_Data extracted from a collection_
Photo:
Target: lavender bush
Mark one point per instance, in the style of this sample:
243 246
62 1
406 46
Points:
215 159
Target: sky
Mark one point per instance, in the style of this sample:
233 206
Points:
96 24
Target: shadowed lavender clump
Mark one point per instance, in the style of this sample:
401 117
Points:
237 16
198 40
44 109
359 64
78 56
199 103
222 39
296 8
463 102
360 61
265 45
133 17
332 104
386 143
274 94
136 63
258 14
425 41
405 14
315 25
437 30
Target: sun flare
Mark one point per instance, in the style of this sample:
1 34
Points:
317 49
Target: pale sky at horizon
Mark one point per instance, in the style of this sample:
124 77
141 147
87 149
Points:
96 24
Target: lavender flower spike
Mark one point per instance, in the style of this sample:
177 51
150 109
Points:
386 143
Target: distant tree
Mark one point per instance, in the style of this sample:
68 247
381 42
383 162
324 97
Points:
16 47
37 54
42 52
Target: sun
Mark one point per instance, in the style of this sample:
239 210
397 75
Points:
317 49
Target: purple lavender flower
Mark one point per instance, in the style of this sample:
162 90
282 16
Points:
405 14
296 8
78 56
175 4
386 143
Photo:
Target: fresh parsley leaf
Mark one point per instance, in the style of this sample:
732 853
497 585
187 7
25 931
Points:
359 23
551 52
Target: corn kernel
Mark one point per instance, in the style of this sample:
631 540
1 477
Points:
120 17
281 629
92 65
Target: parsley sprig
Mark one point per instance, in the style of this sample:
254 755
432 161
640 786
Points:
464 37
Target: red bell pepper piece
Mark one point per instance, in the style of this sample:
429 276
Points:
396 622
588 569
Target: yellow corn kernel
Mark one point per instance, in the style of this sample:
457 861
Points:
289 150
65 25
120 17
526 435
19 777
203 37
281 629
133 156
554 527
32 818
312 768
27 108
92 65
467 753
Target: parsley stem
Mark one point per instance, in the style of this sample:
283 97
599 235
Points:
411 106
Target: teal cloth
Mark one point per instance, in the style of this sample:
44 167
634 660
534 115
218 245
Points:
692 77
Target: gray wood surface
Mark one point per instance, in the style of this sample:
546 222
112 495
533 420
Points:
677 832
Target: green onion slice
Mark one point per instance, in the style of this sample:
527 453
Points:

_ACTIVITY_
Retype each entry exactly, leaving none of them out.

_FINAL ANSWER_
Photo:
Target: lavender bush
Mark one point per instance, in the style of this sample:
243 246
62 1
406 46
Points:
215 159
Target: sky
Mark one point per instance, in the style of this sample:
233 206
Points:
96 24
Target: shadowed lavender clump
Mark one point per instance, in the style of this sample:
401 117
Points:
237 16
198 40
44 109
359 64
78 56
199 103
222 39
296 8
463 102
360 61
265 45
133 17
332 104
386 143
274 94
136 63
258 14
425 41
405 14
315 25
437 30
Target: sun flare
Mark one point per instance, in the style of this sample:
1 34
Points:
317 49
Target: pale sky at horizon
Mark one point per instance, in the style of this sample:
124 77
141 147
87 149
Points:
96 24
Target: lavender flower spike
Mark one point per instance, in the style of this sample:
177 51
150 109
Points:
386 143
Target: distant tree
Mark one point per instance, in the style of this sample:
68 247
381 42
383 162
324 97
Points:
16 47
37 54
42 52
Target: sun
Mark one point per instance, in the style of this sample:
239 210
397 75
Points:
317 49
Target: purple lavender flower
Mark one point per instance, in the style of this sample:
162 90
282 16
Points:
405 14
296 8
78 56
175 4
386 143
Photo:
Target: fresh parsley leaf
Mark one point per instance, in the style of this sample:
732 853
497 585
187 7
25 931
Points:
359 23
551 52
Target: corn kernel
Mark one point per instance, in the style of this sample:
631 540
1 477
Points:
120 17
281 629
92 65
Target: parsley sprig
Mark one point per instance, in the style of this sample:
254 755
432 161
640 786
Points:
464 37
Target: red bell pepper piece
Mark one point per instance, in the style of this sample:
429 276
Points:
396 622
588 569
Target: yellow corn kernel
Mark one point per instance, in the style of this sample:
457 861
Points:
289 150
65 25
120 17
526 435
19 777
203 37
281 629
133 156
554 527
32 818
312 768
27 108
92 65
467 753
Target: parsley stem
Mark one point per instance, in the style of this sample:
283 97
599 235
Points:
411 106
Target: teal cloth
Mark one point per instance, in the style of this sample:
44 167
634 660
534 115
218 245
Points:
692 77
Target: gray wood surface
Mark one point per instance, in the style of this sample:
546 222
112 495
533 420
Points:
677 832
Target: green onion slice
Mark one point per instance, in the style of this sample:
527 453
Points:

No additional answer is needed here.